→ **RECORDS FOR THIS EXERCISE**:
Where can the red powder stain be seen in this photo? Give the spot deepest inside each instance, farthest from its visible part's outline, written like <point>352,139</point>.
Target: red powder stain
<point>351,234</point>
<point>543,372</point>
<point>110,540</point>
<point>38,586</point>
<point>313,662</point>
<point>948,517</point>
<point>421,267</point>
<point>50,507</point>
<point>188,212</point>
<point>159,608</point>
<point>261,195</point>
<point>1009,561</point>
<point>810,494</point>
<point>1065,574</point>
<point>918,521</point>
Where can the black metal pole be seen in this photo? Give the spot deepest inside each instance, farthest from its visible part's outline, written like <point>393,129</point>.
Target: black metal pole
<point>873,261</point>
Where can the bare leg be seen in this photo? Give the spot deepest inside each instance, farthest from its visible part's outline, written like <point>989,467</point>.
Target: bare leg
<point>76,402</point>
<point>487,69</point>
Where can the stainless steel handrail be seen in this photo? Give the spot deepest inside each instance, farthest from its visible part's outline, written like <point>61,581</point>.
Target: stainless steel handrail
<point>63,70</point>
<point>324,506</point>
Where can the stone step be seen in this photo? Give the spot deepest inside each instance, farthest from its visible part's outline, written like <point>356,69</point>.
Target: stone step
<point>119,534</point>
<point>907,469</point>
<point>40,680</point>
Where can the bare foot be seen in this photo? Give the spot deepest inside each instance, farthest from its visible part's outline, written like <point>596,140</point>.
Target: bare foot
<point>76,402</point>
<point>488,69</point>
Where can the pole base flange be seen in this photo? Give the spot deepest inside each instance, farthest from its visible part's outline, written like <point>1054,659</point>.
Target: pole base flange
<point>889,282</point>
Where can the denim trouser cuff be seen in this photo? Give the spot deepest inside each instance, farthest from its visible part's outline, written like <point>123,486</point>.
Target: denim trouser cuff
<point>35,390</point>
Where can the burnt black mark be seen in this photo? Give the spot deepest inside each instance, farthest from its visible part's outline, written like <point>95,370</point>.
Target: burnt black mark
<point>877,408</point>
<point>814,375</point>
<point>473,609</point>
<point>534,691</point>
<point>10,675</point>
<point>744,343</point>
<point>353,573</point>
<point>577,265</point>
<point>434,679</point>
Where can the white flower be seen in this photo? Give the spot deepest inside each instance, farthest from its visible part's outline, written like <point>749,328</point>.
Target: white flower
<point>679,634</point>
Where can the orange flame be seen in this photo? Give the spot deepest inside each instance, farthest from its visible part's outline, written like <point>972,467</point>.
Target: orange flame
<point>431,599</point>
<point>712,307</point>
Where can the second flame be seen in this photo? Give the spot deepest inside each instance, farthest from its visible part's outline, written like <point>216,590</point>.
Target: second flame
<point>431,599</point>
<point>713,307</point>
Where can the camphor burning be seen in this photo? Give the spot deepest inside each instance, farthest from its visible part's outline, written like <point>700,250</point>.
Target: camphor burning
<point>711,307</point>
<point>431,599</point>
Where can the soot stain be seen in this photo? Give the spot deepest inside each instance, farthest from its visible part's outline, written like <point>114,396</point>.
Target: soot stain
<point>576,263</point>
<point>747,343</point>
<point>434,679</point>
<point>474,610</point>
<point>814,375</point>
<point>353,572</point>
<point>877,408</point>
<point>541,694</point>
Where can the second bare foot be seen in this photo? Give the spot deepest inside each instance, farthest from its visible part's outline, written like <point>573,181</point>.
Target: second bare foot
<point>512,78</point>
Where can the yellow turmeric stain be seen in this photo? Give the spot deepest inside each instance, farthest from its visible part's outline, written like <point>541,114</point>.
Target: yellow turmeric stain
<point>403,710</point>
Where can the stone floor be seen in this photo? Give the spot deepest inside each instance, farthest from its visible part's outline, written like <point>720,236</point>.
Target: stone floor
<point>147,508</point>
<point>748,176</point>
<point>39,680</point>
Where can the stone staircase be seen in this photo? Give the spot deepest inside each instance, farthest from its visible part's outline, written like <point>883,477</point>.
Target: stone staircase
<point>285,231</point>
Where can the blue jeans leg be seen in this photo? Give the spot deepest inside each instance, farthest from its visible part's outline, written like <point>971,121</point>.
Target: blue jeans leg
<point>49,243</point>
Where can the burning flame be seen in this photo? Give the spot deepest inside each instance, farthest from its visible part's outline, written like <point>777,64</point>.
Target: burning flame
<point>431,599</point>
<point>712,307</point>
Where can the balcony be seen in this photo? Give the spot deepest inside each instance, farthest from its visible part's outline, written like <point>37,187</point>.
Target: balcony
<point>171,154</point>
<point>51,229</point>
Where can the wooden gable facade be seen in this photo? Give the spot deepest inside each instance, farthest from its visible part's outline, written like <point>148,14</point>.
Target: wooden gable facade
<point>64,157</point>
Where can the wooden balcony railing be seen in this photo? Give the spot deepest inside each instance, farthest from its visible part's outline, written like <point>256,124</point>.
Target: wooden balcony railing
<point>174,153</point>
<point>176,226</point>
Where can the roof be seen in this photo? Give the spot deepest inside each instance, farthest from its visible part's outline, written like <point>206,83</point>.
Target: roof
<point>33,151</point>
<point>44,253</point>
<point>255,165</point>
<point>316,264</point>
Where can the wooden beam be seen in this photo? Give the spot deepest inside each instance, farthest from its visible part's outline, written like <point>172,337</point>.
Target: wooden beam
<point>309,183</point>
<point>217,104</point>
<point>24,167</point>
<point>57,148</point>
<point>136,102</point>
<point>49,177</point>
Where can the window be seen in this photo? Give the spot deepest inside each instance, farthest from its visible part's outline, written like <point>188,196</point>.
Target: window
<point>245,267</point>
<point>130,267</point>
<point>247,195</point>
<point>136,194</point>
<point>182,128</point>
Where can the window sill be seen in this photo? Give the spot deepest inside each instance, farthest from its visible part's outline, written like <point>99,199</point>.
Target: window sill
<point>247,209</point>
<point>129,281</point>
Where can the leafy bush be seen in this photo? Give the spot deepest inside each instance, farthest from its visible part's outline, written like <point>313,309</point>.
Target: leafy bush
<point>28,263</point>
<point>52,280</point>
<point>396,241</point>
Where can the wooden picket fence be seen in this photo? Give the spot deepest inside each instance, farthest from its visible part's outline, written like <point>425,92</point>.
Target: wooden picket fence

→ **DIRECTIONS**:
Pull out the lines above from the line with "Where can the white" to the line with "<point>713,307</point>", both ends included, and reproduce them character for character.

→ **SOLUTION**:
Where can the white flower be seen in this photo? Give the spot deepest inside each instance, farthest from its visible part's outline, written like <point>749,328</point>.
Target: white flower
<point>679,634</point>
Where can the orange flame be seen in this photo? Give the spot deepest inside each instance, farthest from its visible part's outline, written like <point>972,467</point>.
Target: orange flame
<point>431,599</point>
<point>712,307</point>
Where can the second flame be seen in this photo? Give the spot deepest inside each instance, farthest from its visible part's outline, written like <point>216,590</point>.
Target: second flame
<point>431,599</point>
<point>713,307</point>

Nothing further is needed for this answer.